**EXERCISE DETAILS**
Take the line containing "Objective: provide one point per instance of the beige" as the first and the last line of the records below as the end, and please set down only what lies between them exactly, both ends included.

**MATERIAL SHOWN**
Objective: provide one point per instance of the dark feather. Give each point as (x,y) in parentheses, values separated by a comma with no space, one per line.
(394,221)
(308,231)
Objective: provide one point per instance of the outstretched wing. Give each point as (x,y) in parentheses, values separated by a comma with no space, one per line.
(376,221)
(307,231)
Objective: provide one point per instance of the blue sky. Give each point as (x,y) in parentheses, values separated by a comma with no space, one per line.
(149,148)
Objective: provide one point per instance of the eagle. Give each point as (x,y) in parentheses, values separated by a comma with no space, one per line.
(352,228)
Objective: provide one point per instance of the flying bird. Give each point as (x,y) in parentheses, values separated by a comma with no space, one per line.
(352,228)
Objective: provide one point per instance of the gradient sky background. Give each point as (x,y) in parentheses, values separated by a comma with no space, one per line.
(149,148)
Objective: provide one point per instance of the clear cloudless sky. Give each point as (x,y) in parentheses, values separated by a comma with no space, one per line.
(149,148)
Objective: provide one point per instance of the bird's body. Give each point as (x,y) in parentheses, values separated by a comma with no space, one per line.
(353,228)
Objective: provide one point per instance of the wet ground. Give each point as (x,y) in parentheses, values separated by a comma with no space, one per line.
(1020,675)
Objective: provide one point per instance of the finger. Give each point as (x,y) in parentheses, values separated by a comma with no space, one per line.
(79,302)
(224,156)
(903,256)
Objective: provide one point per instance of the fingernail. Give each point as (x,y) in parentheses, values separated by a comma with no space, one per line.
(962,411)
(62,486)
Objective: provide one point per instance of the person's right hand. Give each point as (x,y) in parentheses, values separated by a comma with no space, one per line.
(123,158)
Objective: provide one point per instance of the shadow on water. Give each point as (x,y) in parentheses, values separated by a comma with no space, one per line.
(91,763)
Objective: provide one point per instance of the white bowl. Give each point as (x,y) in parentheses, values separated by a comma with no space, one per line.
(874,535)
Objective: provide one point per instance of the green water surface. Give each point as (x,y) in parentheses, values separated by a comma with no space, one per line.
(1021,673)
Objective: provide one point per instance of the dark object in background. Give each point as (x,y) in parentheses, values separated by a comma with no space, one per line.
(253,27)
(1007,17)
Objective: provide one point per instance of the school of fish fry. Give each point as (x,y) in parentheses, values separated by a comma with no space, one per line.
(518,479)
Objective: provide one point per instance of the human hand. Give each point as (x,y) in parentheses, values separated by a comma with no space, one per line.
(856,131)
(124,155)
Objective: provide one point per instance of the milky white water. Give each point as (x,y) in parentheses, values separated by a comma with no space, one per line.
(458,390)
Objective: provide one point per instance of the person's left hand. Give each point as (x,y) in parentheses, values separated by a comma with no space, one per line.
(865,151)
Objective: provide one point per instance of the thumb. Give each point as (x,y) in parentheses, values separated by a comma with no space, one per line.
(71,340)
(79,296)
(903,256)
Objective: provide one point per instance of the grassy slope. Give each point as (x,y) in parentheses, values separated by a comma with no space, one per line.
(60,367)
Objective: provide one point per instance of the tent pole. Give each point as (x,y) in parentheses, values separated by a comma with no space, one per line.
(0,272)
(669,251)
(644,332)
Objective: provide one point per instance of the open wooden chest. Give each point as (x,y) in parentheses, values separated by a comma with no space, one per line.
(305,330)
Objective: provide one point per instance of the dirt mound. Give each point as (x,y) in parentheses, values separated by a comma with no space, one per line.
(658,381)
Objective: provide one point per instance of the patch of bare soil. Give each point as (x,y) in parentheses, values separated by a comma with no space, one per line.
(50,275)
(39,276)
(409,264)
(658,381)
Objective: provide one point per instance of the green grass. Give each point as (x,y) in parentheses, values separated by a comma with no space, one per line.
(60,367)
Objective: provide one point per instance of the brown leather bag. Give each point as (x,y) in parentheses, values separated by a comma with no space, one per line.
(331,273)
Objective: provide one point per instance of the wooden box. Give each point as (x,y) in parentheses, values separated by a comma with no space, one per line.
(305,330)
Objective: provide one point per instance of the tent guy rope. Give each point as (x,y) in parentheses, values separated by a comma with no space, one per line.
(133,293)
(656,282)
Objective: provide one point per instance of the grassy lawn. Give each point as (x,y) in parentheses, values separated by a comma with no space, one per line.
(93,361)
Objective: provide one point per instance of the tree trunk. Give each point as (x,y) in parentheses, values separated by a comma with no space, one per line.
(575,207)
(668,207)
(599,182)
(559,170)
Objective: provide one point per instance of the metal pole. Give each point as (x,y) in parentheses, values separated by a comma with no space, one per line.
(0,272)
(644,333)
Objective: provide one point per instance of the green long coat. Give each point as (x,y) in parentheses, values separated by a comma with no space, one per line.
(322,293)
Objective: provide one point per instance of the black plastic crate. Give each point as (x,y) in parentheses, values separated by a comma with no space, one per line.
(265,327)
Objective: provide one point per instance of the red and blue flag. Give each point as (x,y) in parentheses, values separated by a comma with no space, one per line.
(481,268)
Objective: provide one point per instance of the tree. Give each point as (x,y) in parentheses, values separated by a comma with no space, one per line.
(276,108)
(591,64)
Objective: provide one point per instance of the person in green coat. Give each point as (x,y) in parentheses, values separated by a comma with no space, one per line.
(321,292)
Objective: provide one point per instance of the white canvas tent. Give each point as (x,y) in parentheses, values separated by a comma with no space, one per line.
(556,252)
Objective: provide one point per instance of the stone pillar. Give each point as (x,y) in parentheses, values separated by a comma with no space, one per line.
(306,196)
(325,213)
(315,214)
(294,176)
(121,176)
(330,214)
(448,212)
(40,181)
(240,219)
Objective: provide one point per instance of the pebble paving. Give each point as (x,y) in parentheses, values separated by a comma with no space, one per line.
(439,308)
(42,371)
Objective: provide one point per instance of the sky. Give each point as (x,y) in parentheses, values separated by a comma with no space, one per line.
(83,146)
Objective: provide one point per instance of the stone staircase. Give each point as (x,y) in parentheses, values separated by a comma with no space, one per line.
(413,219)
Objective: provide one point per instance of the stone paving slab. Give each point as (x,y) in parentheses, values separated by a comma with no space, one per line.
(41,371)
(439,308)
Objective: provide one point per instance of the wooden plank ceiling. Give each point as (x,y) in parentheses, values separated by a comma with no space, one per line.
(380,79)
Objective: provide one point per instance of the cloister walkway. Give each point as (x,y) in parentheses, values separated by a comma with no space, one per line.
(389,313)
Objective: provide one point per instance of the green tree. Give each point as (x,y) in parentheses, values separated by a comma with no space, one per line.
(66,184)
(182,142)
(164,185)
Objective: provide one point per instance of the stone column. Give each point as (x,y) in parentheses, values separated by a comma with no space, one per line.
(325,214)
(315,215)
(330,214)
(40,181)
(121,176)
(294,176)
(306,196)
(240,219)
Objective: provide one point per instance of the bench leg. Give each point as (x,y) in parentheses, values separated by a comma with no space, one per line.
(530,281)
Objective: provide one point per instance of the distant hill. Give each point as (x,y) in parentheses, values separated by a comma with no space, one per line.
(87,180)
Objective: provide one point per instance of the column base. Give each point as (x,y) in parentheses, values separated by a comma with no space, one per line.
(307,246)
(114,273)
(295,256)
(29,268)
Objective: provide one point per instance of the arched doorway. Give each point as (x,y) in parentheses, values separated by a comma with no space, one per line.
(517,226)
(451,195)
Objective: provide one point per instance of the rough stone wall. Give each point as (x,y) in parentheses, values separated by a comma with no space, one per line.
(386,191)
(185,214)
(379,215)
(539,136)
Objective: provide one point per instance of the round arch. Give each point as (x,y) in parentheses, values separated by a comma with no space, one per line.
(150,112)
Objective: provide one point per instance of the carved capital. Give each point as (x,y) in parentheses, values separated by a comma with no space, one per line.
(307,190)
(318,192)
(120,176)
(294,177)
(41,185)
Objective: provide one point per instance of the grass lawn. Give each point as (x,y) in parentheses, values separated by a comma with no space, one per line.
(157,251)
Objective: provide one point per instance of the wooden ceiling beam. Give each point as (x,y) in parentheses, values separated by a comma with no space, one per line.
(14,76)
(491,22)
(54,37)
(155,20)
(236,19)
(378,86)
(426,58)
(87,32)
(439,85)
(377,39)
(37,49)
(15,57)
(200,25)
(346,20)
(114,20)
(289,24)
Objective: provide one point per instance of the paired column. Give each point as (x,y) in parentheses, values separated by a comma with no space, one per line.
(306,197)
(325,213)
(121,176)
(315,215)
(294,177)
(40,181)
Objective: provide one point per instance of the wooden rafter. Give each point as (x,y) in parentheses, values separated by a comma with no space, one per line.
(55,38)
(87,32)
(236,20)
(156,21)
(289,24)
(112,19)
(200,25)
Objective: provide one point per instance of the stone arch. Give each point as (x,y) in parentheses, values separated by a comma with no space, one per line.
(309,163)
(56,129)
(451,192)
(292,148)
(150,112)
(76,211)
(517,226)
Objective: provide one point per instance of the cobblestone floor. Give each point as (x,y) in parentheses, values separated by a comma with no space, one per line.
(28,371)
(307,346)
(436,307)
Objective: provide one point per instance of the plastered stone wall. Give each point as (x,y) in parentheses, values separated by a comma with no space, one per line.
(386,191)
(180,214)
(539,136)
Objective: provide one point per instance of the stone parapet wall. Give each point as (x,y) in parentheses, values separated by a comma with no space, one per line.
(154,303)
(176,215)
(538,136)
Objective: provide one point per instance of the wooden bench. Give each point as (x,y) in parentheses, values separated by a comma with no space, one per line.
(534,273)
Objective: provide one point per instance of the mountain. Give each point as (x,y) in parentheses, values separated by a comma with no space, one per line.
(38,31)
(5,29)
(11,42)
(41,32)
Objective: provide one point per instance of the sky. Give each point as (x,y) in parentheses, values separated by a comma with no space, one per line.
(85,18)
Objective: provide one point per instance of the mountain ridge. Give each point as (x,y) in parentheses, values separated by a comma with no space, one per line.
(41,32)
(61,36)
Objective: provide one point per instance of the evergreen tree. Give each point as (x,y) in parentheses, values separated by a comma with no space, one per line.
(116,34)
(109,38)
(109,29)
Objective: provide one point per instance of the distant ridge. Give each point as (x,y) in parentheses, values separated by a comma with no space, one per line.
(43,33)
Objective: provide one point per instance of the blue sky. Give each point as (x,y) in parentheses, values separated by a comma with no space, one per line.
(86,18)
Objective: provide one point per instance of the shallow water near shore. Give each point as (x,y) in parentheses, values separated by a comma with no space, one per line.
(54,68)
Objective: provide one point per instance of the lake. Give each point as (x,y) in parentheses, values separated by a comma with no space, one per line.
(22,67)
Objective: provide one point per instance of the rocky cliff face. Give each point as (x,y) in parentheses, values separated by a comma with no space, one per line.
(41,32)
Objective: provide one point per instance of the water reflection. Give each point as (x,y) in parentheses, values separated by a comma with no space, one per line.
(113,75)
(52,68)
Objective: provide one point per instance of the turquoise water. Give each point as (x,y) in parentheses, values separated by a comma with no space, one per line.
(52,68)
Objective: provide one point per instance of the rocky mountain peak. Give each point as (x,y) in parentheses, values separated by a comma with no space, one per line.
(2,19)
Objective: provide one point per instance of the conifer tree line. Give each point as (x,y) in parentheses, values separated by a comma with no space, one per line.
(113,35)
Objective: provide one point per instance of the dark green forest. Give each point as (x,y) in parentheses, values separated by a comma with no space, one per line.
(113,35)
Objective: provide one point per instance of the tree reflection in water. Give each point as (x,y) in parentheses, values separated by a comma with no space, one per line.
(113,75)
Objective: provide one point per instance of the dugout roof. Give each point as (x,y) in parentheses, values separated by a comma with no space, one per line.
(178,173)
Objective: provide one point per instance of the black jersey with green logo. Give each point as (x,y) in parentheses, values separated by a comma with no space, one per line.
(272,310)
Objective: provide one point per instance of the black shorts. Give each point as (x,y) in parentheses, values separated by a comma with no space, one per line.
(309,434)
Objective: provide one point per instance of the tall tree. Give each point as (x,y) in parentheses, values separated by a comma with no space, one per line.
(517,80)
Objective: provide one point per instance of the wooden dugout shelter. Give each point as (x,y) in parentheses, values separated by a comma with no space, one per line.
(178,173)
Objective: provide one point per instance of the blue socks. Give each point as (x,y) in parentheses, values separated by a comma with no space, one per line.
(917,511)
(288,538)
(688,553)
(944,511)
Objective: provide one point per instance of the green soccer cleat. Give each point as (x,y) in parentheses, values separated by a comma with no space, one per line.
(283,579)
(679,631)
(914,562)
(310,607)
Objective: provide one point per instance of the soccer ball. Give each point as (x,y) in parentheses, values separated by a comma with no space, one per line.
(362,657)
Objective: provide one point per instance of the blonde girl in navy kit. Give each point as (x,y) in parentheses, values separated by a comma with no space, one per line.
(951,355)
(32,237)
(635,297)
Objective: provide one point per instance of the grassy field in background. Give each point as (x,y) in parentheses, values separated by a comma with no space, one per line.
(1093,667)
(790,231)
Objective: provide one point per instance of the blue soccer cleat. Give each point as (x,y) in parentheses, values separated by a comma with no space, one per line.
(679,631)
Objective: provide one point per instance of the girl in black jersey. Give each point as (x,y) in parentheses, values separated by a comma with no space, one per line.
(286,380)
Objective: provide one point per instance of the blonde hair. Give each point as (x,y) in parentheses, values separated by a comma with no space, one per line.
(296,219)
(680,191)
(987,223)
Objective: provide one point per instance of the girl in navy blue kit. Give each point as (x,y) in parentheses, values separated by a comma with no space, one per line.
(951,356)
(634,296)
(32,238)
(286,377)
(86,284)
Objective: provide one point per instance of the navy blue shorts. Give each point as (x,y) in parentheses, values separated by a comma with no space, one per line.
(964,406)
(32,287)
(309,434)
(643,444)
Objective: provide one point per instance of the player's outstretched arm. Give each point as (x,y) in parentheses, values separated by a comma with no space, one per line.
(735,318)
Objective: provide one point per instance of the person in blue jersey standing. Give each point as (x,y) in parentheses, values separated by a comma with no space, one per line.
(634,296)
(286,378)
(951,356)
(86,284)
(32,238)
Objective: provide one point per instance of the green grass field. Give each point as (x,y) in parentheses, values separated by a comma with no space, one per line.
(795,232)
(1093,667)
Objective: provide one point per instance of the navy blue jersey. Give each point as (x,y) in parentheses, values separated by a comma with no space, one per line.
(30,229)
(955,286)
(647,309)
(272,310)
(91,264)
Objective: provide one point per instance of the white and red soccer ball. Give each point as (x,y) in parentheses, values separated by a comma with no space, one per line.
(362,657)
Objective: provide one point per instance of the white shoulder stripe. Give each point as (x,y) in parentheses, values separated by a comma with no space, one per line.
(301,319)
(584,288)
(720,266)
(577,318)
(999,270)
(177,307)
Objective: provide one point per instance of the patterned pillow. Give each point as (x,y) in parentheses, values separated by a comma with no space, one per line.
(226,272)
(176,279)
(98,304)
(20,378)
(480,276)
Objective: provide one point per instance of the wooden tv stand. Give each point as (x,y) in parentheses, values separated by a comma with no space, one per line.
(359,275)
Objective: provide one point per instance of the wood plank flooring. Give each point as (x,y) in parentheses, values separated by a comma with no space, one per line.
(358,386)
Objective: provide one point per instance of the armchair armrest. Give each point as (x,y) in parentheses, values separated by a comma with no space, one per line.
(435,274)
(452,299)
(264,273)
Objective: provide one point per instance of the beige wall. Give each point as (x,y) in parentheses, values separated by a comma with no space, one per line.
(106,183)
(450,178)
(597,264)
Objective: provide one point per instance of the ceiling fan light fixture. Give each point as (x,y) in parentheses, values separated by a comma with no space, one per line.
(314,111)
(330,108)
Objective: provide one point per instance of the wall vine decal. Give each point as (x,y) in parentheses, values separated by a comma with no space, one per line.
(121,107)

**WRITTEN SOLUTION**
Objective: provide one point per instance of the beige wall. Give each point as (x,y) in parentheses, values separated by a comma with no space, one per line.
(106,183)
(450,178)
(597,264)
Objective: provide one point per instance of the ceiling fan light fixture. Give each point as (x,y) in parentheses, values separated by a comma with no space, one per line.
(314,111)
(330,108)
Objective: provide one point per instance of the wall vine decal. Give each point as (x,y) in parentheses, values separated by a comma with no space, one per line.
(121,107)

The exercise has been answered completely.